#### [Teks Bacaan]
Tidaklah heran tidak ada perhatian dari Pemda terhadap lapangannya sendiri. Hal ini tidak bisa disalahkan, karena seharusnya masyarakat tenis melalui Pelti setempat harus mempunyai program kegiatan. Tanpa kegiatan tentunya mubazir direnovasi. Dan kenyataan dimana mana lebih banyak yang main tenis justru istilah didaerah " Bapak Bapak " saja seperti sewaktu saya masih belajar tenis ( 50 tahunan lalu) , sedangkan yunior terabaikan, jalan sendiri sendiri. Tapi saya lihat di Palangka Raya, ada perhatian terhadap yunior dengan diberikan 2 lapangan yang kondisinya lebih baik dari 4 lapangan lainnya. Yunior diberi prioritas utama. Jarang terjadi demikian.
Sewaktu pertama dan kedua kalinya saya ke Palangka Raya untuk Piala FR-61 dan Piala FR-68, saya sempat mendengar ada rencana renovasi di tahun 2010. Lapangan tersebut punya club house yang isinya kosong dan lebih cenderung bisa rusak berat kalau dibiarkan saja. Lapangan ada tribun dan satu lapangan ada lampunya.

#### [Bahan yang Disediakan]

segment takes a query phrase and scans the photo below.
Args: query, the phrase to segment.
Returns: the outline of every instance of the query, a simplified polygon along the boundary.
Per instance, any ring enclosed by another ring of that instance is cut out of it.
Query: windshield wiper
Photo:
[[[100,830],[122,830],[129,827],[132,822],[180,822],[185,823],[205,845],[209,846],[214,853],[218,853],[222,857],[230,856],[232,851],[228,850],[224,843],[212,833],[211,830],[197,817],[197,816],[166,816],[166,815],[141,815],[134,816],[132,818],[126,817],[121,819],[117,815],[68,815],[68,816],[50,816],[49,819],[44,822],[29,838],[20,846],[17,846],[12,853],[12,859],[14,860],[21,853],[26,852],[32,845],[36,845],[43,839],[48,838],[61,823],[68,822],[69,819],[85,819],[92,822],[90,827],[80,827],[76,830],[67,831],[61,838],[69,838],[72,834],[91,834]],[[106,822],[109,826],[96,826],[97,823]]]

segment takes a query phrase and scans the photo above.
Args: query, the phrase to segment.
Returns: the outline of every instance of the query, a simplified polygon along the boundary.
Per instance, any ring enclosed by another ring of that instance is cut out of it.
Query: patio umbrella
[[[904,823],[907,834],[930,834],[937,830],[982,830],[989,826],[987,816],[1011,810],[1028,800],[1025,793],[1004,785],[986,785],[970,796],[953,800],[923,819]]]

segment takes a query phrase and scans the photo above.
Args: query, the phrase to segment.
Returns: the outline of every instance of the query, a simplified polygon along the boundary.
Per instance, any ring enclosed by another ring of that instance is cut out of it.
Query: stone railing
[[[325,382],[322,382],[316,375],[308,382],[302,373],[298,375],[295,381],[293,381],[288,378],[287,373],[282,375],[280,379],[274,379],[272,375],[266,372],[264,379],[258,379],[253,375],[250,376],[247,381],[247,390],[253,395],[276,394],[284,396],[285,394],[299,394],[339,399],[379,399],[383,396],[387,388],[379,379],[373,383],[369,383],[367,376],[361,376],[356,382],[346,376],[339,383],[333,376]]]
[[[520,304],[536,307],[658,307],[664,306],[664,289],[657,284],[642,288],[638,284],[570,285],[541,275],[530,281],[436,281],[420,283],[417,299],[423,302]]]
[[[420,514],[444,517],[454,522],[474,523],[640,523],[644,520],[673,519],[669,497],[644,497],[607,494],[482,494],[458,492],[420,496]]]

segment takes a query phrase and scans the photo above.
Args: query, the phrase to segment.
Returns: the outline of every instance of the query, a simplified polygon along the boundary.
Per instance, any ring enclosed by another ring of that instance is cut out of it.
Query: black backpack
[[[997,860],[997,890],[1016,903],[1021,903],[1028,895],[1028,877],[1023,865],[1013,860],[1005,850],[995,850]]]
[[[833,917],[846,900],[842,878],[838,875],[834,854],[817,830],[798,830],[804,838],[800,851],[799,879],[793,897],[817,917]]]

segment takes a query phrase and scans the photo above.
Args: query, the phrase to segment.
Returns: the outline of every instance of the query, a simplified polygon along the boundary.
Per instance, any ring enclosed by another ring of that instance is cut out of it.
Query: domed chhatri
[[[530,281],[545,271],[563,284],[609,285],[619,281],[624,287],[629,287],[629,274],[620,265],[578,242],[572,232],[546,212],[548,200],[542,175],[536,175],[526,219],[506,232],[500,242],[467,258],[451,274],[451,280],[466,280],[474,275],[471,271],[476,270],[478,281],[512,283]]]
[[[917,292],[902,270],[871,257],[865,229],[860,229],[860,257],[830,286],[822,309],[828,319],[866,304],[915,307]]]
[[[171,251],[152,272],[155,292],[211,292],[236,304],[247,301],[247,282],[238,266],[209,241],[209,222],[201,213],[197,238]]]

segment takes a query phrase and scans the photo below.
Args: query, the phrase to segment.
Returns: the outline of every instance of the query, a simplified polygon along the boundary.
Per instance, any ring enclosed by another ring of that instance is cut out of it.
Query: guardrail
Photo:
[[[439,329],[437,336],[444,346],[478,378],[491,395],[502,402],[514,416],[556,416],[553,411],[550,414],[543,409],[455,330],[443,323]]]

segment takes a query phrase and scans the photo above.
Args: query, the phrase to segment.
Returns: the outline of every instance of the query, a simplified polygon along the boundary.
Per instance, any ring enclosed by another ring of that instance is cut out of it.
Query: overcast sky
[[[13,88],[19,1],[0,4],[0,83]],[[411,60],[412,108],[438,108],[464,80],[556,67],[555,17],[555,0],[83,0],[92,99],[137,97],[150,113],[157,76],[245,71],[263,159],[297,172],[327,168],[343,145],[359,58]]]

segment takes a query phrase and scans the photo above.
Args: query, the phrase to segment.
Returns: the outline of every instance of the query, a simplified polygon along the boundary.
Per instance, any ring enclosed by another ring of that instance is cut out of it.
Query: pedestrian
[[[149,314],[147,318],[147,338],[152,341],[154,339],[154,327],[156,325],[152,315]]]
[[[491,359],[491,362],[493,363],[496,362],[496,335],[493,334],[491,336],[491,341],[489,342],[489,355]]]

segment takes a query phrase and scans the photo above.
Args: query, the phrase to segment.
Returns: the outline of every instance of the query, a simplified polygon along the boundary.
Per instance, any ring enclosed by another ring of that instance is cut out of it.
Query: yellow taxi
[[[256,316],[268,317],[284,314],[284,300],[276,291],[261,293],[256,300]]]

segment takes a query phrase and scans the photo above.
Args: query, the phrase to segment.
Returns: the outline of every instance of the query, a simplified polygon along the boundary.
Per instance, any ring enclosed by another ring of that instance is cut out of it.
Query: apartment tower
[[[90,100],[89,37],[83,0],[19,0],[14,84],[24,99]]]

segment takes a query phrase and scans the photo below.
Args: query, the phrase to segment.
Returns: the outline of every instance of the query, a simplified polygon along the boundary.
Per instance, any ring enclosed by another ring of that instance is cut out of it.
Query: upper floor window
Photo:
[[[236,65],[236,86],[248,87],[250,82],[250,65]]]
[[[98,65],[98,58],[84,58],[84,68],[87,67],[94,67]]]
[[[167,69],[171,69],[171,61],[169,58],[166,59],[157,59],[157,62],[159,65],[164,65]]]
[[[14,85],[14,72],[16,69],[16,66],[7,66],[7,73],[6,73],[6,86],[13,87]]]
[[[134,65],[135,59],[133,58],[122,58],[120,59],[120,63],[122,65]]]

#### [Tugas Tertulis]
1. Tuliskan ulang tanpa perubahan bagian teks tentang lapangan tenis itu, mulai dari "Sewaktu pertama dan" sampai dengan "lapangan ada lampunya.".
2. Menurut teks tentang lapangan tenis itu, berapa lapangan di Palangka Raya yang diberikan kepada pemain yunior?
3. Lanjutkan teks tentang lapangan tenis di Palangka Raya itu, dimulai sesudah kalimat terakhirnya.

#### [Jawaban Latihan]
1.
Sewaktu pertama dan kedua kalinya saya ke Palangka Raya untuk Piala FR-61 dan Piala FR-68, saya sempat mendengar ada rencana renovasi di tahun 2010. Lapangan tersebut punya club house yang isinya kosong dan lebih cenderung bisa rusak berat kalau dibiarkan saja. Lapangan ada tribun dan satu lapangan ada lampunya.

2. Dua lapangan, yang kondisinya lebih baik daripada empat lapangan lainnya.

3.
Sayapun menyadari kalau Undang Undang No 3 tahun 2005 tentang Sistem Keolahragan Nasional dicantumkan dalam Bab XI Pasal 57 ( 2) yang menyatakan " Pemerintah dan Pemerintah Daerah menjamin ketersediaan prasarana olahraga sesuai dengan standar dan kebutuhan Pemerintah dan pemerintah daerah." Sehingga sebagai Warga Negara tentunya punya hak meminta ke Pemerintah agarlapangan tenis Sanaman Mantikai juga diperhatikan, walaupun ada kemungkinan tidak dipenuhi. "Namanya usahe "
Sehingga timbul idea untuk melaporkan keadaan ini kepada Menteri Negara Pemuda dan Olahraga RI Andy Malarangeng, tapi tidak semudah itu. Setelah dilantik Menpora , saya baru sekali bertemu dari 3 kali kesempatan yang ada. Tetapi ada cara lain yang bisa dilakukan.

Setelah kembali dari Palangka Raya ( 30/11), saya kirimkan SMS kepada Menteri Negara Pemuda dan Olahraga R.I. melaporkan kalau di Palangka Raya ada 6 lapangan yg butuh renovasi. Minta Pemerintah membantu renovasi. Dan ternyata SMS saya dapat respons juga. "Boleh juga menteri satu ini. Kebetulan saya punya nomer HPnya."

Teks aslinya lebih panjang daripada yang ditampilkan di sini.